>> START EXTRACTED MATERIAL
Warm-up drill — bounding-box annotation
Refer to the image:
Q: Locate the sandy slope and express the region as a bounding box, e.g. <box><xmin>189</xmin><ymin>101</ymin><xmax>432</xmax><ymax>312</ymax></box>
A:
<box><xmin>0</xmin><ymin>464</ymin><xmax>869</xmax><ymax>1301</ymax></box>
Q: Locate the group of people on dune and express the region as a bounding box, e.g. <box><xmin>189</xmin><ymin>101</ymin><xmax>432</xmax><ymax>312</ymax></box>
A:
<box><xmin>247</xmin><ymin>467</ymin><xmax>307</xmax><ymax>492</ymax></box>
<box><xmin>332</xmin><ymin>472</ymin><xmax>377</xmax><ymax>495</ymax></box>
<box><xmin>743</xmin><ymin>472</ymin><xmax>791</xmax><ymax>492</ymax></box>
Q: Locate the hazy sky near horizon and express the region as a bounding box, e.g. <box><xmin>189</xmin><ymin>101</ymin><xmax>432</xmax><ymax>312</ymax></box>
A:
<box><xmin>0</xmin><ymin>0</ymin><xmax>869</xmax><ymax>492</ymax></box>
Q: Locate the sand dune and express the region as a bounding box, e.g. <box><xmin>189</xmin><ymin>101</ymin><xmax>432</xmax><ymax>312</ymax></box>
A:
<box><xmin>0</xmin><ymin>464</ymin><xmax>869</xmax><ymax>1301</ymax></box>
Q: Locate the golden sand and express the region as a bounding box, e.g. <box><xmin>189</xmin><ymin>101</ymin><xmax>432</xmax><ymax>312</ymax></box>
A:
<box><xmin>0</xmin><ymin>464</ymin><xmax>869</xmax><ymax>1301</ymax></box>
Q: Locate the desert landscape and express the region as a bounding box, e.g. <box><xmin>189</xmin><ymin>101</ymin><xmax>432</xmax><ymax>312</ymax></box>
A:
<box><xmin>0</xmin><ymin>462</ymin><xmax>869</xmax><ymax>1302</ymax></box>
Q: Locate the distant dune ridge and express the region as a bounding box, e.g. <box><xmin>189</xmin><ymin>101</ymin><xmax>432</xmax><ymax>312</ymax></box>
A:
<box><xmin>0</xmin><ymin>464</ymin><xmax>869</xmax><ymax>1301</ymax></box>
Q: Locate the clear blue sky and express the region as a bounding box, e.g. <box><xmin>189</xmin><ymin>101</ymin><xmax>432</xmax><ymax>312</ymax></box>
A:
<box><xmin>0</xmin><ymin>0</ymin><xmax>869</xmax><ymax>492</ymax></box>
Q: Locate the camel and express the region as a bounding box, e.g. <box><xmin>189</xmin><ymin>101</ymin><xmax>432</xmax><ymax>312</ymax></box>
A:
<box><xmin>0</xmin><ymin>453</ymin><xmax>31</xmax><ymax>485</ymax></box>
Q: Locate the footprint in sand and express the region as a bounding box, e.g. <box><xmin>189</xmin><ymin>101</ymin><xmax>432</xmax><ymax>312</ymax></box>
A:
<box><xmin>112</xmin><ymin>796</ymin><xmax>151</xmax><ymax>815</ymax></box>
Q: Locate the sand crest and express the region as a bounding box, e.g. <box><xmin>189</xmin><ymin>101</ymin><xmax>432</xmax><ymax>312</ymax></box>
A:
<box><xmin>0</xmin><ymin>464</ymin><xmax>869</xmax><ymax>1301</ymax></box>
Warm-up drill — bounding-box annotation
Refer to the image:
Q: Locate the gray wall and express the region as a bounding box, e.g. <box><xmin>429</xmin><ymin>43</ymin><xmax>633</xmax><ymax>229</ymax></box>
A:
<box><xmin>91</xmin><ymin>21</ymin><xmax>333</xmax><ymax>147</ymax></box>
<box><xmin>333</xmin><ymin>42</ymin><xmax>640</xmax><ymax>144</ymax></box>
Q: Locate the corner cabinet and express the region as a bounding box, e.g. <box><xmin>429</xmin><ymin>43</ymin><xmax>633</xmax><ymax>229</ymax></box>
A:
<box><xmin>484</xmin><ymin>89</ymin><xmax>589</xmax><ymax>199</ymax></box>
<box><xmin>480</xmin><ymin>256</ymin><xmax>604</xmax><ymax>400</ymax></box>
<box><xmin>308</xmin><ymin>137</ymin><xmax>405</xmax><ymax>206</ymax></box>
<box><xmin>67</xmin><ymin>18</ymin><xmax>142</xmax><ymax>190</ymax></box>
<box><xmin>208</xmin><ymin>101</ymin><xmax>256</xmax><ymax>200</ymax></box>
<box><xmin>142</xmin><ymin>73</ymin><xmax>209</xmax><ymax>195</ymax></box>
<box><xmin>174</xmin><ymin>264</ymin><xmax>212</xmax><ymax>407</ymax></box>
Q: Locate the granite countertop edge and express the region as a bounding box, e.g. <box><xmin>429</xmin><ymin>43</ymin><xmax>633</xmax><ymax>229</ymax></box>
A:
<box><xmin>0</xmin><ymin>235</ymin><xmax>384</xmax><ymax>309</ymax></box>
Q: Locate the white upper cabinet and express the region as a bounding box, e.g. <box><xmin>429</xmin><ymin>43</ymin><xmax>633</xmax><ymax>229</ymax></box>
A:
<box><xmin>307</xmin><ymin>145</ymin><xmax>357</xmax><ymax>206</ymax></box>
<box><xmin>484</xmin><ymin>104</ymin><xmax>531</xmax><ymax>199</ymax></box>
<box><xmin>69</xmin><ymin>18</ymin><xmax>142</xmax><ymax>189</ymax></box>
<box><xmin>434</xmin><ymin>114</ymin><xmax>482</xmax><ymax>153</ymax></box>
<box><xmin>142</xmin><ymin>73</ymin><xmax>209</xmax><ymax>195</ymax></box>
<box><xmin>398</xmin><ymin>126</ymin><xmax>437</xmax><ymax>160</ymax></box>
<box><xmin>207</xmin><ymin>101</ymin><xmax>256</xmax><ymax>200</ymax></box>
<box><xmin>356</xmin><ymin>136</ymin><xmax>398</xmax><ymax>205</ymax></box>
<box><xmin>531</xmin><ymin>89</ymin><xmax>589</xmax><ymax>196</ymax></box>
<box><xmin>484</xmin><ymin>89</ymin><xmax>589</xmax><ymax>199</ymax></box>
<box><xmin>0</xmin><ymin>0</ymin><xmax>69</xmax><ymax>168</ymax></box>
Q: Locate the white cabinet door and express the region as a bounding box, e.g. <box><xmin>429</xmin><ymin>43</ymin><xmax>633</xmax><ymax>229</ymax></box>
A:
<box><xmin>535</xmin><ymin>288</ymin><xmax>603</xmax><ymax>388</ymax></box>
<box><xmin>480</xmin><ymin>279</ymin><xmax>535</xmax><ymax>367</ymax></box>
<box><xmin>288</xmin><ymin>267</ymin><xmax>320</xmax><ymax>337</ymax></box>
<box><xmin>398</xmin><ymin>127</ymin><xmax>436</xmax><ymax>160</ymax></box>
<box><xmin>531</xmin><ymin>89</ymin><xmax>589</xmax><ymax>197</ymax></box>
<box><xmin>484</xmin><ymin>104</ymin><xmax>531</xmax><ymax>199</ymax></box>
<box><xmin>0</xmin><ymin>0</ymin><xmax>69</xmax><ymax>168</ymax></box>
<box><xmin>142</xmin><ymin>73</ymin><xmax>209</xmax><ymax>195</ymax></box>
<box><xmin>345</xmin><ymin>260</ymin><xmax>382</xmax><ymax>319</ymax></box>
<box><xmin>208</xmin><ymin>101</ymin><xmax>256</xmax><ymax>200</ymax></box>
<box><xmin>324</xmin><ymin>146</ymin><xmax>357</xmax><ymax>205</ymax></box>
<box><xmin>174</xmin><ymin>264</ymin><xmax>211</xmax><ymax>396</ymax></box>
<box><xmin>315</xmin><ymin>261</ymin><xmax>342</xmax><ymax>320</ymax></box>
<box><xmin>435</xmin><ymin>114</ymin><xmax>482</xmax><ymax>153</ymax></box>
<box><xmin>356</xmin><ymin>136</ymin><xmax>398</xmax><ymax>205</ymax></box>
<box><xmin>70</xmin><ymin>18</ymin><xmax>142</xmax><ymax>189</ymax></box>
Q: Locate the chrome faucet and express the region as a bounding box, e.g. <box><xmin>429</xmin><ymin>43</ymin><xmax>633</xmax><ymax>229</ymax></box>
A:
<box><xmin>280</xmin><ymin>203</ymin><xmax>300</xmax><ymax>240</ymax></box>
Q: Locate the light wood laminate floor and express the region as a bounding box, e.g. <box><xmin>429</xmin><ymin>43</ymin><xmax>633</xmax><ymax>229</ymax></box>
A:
>> END EXTRACTED MATERIAL
GOAL OF THE EXERCISE: Print everything from the line containing "Q: Locate the chrome" down through the last line of the listing, reproducing each line verbatim.

RESPONSE BELOW:
Q: Locate the chrome faucet and express the region as a bounding box, e.g. <box><xmin>429</xmin><ymin>43</ymin><xmax>633</xmax><ymax>229</ymax></box>
A:
<box><xmin>280</xmin><ymin>203</ymin><xmax>300</xmax><ymax>240</ymax></box>
Q: Locate the light wood laminate floor and express the region as a bounding box, e.g. <box><xmin>429</xmin><ymin>43</ymin><xmax>633</xmax><ymax>229</ymax></box>
A:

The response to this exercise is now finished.